→ EXCERPT PROVIDED
BEGIN
# Trying Transit In L.A.



## WhoozOn1st (Feb 27, 2010)

This L.A. Times "Column One" feature is about a young woman - a midwestern transplant to Los Angeles - who turns to riding the bus when facing newly-reduced circumstances (though not so reduced that she moves from pricey Brentwood). It includes a fairly ridiculous passage about riding the bus under the influence, but better that than driving, right?

Riding the bus changes her view

"Carr represents a relatively small but highly important segment of the MTA's passenger base: people who could commute by car but take the bus instead. Such 'discretionary riders' currently make up a little more than a quarter of total ridership.

"Transportation officials consider people like Carr central to the agency's future as it builds more rail lines with hopes of easing congestion by getting people out of their cars."

The article notes that the young woman has been blogging her bus experiences, and you can check that out as well:

Snob on a Bus

Seems like kind of a ditz, but it takes all kinds, I guess.


----------



## Ozark Southern (Jun 11, 2010)

WhoozOn1st said:


> This L.A. Times "Column One" feature is about a young woman - a midwestern transplant to Los Angeles - who turns to riding the bus when facing newly-reduced circumstances (though not so reduced that she moves from pricey Brentwood). It includes a fairly ridiculous passage about riding the bus under the influence, but better that than driving, right?
> Riding the bus changes her view
> 
> "Carr represents a relatively small but highly important segment of the MTA's passenger base: people who could commute by car but take the bus instead. Such 'discretionary riders' currently make up a little more than a quarter of total ridership.
> ...


I recently took a job in Springfield (quite a change from the small rural community in which I used to work), and I discovered there is a bus stop that services my office building. So I've tried mass transit for the last week, and I have to say that although it is much slower than driving, I get so much more accomplished in a day. I can read, write in my journal, work on my thesis, etc.--all things not possible (safely) while driving. I still drive to work, as I come in from out of town, but on my lunch hour or when running an errand after work, the city bus has proven to be quite convenient. Plus, the stories I hear have opened my eyes to a new world. So now that I've become one of those 'discretionary riders,' I have to say my quality of life has improved dramatically. The frustration of driving in a big city--the primary reason I take Amtrak to the cities--has now been eliminated from my daily commute to a small city as well.


----------
END
→ EXTRACTED MATERIAL
BEGIN
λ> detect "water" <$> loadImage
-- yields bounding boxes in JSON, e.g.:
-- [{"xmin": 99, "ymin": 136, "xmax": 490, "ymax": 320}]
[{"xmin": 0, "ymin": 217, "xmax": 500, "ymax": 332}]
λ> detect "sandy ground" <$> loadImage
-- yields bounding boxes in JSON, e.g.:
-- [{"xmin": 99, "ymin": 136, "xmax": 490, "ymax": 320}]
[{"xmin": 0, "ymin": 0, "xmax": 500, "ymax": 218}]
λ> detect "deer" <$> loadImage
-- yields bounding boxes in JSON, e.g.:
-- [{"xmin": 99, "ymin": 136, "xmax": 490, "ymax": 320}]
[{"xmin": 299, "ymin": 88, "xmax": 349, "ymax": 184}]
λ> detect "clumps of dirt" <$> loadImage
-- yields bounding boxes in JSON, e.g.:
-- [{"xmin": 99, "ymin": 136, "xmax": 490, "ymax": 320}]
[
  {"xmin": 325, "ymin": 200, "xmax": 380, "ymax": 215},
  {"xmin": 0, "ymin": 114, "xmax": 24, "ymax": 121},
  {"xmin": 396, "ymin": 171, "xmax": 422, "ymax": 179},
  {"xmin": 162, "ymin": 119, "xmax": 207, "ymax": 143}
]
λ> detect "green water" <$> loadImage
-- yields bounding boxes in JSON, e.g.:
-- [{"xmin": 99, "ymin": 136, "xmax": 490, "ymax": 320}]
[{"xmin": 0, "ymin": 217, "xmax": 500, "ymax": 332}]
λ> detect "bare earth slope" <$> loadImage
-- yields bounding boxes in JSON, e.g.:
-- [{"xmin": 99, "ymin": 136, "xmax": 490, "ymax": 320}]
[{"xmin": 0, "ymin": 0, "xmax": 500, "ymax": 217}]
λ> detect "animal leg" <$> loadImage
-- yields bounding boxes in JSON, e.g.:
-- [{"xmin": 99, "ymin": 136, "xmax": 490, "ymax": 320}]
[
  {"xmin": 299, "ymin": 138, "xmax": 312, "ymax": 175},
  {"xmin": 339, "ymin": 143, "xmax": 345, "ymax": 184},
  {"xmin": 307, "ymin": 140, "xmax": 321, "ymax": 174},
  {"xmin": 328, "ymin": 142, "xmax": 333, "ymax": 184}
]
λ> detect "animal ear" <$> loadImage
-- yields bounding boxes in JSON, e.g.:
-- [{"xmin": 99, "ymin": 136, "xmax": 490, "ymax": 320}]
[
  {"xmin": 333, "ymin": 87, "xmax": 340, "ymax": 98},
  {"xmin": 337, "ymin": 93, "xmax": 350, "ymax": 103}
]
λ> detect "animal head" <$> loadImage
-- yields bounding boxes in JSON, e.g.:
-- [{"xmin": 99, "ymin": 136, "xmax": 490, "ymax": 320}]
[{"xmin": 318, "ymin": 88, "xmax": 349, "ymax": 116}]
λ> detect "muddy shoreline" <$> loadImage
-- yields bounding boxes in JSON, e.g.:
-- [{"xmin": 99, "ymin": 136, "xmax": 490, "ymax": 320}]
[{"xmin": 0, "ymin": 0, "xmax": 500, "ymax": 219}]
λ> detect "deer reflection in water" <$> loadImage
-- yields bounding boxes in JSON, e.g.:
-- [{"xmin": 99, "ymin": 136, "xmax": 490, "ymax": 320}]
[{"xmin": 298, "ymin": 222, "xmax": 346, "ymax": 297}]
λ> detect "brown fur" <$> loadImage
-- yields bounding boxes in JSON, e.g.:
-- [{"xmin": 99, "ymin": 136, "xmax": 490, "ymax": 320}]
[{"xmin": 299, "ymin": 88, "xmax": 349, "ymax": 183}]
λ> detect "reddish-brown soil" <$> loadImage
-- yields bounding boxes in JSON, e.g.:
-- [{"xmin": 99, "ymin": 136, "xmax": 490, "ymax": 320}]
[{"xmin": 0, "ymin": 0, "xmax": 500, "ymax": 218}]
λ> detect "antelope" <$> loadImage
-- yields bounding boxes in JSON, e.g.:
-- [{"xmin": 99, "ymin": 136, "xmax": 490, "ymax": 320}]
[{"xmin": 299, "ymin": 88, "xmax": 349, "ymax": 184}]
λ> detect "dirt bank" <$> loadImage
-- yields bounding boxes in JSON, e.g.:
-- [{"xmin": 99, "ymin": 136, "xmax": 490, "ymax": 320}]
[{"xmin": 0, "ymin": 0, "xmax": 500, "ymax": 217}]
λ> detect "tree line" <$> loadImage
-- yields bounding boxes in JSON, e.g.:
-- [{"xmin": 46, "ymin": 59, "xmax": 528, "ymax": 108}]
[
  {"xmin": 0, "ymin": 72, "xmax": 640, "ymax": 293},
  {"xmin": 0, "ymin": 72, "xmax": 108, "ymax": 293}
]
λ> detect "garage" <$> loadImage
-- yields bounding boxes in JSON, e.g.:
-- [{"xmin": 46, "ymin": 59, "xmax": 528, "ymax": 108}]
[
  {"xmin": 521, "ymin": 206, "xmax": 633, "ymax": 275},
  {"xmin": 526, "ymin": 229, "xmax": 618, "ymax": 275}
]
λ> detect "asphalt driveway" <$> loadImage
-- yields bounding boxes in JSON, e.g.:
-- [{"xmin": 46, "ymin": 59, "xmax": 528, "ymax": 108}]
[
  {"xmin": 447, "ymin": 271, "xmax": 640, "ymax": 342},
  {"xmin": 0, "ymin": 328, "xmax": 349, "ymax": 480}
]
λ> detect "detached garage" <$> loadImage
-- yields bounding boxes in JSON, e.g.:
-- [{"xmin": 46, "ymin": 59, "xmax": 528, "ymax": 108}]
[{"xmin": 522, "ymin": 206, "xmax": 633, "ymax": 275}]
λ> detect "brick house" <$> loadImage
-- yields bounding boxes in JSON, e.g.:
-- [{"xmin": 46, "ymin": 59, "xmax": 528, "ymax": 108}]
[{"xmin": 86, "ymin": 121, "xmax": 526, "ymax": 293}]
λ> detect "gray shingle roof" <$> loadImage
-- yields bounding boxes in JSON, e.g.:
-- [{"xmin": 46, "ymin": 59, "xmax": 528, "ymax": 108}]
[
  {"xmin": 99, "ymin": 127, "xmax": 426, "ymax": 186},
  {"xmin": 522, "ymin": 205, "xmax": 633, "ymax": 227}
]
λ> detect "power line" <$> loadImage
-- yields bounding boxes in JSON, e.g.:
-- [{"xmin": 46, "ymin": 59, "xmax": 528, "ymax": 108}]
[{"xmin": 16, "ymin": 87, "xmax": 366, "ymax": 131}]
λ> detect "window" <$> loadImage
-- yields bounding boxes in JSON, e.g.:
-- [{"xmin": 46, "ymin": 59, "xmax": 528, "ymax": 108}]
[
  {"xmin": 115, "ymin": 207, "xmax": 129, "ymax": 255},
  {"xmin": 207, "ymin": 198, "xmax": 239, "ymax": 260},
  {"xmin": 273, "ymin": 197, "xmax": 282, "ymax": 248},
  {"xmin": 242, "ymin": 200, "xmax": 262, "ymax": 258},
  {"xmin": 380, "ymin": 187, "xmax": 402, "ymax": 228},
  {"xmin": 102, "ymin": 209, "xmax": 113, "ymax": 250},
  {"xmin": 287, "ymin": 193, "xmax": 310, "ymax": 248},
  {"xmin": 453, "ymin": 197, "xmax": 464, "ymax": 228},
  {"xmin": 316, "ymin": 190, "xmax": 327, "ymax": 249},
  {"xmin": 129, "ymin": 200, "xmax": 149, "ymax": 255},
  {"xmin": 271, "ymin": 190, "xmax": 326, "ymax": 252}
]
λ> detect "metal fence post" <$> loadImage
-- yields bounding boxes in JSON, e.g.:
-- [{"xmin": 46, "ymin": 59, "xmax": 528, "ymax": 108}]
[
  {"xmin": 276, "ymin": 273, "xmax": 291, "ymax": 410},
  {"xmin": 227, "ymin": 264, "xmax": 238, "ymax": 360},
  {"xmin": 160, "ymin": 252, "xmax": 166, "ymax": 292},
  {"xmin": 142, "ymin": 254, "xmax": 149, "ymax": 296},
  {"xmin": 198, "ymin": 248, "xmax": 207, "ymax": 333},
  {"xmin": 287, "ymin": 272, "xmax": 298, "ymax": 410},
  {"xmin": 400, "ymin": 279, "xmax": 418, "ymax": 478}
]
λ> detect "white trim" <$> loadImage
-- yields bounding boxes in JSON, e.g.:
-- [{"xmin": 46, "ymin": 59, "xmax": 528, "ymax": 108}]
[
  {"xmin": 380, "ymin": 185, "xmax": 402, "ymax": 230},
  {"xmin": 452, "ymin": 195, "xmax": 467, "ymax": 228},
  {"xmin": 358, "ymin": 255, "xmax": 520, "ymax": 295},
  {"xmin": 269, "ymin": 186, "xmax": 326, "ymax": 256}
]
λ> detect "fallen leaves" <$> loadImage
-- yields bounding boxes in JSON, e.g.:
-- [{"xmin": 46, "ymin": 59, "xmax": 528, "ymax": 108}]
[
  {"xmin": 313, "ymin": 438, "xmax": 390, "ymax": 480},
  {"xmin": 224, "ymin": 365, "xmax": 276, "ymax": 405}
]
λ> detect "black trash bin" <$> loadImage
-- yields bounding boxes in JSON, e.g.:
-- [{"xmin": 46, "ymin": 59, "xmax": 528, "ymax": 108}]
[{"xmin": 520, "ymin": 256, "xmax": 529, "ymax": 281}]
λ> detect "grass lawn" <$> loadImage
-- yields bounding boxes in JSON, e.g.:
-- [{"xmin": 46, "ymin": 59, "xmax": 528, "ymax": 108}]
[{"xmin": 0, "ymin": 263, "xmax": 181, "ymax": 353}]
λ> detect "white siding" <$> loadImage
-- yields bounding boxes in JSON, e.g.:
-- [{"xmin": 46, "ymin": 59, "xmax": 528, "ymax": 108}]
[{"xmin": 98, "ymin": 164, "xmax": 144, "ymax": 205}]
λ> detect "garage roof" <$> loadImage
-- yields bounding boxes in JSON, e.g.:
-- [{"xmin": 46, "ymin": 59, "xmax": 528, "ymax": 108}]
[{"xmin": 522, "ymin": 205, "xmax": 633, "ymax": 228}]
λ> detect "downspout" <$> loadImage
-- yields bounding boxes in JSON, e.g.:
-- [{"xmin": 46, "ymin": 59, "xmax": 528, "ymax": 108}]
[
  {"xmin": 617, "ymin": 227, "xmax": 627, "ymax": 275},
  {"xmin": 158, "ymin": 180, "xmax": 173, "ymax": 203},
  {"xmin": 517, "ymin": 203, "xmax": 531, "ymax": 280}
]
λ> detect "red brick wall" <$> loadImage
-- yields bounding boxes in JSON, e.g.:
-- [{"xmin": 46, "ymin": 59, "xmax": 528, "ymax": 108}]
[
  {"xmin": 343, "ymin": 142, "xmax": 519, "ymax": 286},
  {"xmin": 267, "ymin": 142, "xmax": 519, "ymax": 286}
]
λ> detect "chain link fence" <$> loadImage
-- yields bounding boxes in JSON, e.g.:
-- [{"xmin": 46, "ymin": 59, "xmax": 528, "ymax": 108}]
END
→ SHORT TASK
Reproduce the entire "Trying Transit In L.A." thread word for word, from its title through the final post.

→ ANSWER IN FULL
# Trying Transit In L.A.



## WhoozOn1st (Feb 27, 2010)

This L.A. Times "Column One" feature is about a young woman - a midwestern transplant to Los Angeles - who turns to riding the bus when facing newly-reduced circumstances (though not so reduced that she moves from pricey Brentwood). It includes a fairly ridiculous passage about riding the bus under the influence, but better that than driving, right?

Riding the bus changes her view

"Carr represents a relatively small but highly important segment of the MTA's passenger base: people who could commute by car but take the bus instead. Such 'discretionary riders' currently make up a little more than a quarter of total ridership.

"Transportation officials consider people like Carr central to the agency's future as it builds more rail lines with hopes of easing congestion by getting people out of their cars."

The article notes that the young woman has been blogging her bus experiences, and you can check that out as well:

Snob on a Bus

Seems like kind of a ditz, but it takes all kinds, I guess.


----------



## Ozark Southern (Jun 11, 2010)

WhoozOn1st said:


> This L.A. Times "Column One" feature is about a young woman - a midwestern transplant to Los Angeles - who turns to riding the bus when facing newly-reduced circumstances (though not so reduced that she moves from pricey Brentwood). It includes a fairly ridiculous passage about riding the bus under the influence, but better that than driving, right?
> Riding the bus changes her view
> 
> "Carr represents a relatively small but highly important segment of the MTA's passenger base: people who could commute by car but take the bus instead. Such 'discretionary riders' currently make up a little more than a quarter of total ridership.
> ...


I recently took a job in Springfield (quite a change from the small rural community in which I used to work), and I discovered there is a bus stop that services my office building. So I've tried mass transit for the last week, and I have to say that although it is much slower than driving, I get so much more accomplished in a day. I can read, write in my journal, work on my thesis, etc.--all things not possible (safely) while driving. I still drive to work, as I come in from out of town, but on my lunch hour or when running an errand after work, the city bus has proven to be quite convenient. Plus, the stories I hear have opened my eyes to a new world. So now that I've become one of those 'discretionary riders,' I have to say my quality of life has improved dramatically. The frustration of driving in a big city--the primary reason I take Amtrak to the cities--has now been eliminated from my daily commute to a small city as well.


----------